## Work to complete:
Continue the article about the dead blue whale on the beach at Trout River, starting after its final sentence.

## Provided text:
------------
Will The Whale On Canadian Beach Finally Explode?
Trout River in Gros Morne National Park, Newfoundland, Canada became a famous little town since the 81-foot long, dead blue whale washed ashore on the last week of April 2014. This is just one of nine whales that died crushed in the heavy ice, several weeks before, off the southwest coast of the Rock. The whale in Trout River is not the only one that floated back to land – there is one in Rocky Harbor and the one in the Bakers Brook area, all of them the size of a bus.
The stench of the rotting carcass is more than appalling, but the whale is still there, on the beach. According to the local authorities, they don’t know what to do with it. Residents hoped that the Canadian government would help, but unfortunately they have to deal with their “whale” problem on their own. Canadian officials say it’s the responsibility of provincial or municipal authorities.
But how? This small town with only 600 residents has no money or the equipment to dispose of the dead creature. Some volunteers wanted to drag the carcass into the sea, but that would pose hazard to the passing ships. People even wanted to burn or bury the carcass, but nothing has been done.
As usual, the carcass is full of methane. It’s swollen and may easily explode all over the beach which will be a real health hazard. Fortunately, for the residents of this little town, the swollen mammal is starting to deflate. They probably won’t be witnesses to a sight such as in Faroe Islands in 2013, when a biologist cut open a dead sperm whale and had to flee from the explosion of whale innards.
------------
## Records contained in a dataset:

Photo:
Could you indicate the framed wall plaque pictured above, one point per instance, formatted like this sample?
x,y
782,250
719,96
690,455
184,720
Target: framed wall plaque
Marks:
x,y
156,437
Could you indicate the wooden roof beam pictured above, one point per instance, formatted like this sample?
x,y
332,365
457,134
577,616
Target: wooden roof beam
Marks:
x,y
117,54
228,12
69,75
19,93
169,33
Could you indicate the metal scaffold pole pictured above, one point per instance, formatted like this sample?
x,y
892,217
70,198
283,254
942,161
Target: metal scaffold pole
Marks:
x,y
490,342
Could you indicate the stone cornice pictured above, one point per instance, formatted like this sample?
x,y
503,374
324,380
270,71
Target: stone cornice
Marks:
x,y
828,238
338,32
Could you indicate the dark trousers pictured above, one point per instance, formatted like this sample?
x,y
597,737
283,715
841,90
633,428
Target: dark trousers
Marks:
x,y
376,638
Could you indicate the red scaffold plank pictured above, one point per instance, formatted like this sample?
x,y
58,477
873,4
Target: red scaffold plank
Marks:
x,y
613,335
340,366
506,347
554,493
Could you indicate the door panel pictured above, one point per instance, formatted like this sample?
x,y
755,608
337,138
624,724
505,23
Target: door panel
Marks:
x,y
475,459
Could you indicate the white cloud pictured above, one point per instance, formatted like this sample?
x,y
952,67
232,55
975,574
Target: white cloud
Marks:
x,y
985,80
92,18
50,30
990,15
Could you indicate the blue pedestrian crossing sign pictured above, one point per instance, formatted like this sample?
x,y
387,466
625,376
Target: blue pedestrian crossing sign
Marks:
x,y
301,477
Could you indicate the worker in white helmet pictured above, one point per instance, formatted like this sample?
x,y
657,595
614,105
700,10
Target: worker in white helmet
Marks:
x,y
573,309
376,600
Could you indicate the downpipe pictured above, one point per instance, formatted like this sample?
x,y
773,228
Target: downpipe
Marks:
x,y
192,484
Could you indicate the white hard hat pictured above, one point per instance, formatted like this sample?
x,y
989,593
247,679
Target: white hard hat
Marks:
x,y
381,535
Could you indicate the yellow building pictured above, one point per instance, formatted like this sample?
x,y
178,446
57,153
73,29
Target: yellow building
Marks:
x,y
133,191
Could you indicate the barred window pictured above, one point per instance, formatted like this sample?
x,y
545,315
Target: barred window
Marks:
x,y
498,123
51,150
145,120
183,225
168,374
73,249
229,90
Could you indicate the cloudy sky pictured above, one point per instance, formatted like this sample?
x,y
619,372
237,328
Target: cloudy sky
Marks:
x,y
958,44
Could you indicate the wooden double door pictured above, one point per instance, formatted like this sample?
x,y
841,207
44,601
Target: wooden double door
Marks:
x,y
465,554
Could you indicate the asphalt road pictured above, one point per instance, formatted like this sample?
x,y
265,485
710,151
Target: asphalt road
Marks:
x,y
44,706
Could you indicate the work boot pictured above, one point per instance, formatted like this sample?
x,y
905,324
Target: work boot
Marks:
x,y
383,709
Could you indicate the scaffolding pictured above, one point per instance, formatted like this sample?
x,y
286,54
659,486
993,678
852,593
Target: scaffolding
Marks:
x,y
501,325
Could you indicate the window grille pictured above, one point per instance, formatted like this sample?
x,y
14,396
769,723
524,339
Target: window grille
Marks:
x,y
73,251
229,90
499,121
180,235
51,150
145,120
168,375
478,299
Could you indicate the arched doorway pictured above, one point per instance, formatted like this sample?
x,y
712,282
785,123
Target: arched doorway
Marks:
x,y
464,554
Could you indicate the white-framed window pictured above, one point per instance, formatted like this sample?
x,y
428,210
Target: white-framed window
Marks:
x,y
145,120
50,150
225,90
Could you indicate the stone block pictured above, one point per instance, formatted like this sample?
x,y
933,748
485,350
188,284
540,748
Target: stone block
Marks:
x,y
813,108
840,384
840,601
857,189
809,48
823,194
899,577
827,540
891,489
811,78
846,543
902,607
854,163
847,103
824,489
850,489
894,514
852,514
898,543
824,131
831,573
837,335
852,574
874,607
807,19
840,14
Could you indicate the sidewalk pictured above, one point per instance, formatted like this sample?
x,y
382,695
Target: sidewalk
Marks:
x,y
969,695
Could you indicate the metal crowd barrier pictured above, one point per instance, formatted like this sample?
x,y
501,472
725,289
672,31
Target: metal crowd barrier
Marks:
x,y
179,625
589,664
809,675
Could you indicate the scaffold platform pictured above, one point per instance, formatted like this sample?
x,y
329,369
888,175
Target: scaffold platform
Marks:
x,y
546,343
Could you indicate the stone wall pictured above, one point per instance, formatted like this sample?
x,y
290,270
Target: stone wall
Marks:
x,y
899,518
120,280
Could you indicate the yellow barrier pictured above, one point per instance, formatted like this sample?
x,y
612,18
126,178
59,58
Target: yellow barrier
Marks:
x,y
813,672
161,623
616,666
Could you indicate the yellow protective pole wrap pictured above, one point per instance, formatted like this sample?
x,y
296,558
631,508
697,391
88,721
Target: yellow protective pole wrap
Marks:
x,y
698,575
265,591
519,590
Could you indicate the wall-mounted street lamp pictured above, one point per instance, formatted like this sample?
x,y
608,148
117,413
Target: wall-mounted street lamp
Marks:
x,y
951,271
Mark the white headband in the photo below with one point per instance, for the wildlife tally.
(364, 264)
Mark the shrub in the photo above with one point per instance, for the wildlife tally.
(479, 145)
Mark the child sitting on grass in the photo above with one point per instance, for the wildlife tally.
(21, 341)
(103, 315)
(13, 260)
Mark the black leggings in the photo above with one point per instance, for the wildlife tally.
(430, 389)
------------
## Exercise response:
Jack Lawson, a researcher with the Department of Fisheries and Oceans explained that gases will probably leave the whale carcass. Also, its skin will break down and deflate like a balloon. He remains optimistic: “We rarely get a chance to look at a whole blue whale. So, this is an opportunity for us to collect samples from animals that normally aren’t easy to find and approach.”
People are worried about how this may affect the upcoming tourist season. Unexpectedly, tourists are drawn to this little town with a great desire to see the whale rotting carcass. Town clerk Emily Butler says: “They do realize the blue whale is attracting attention, in terms of tourists wanting to come and see it, but they don’t believe it will actually keep the tourists around the area.”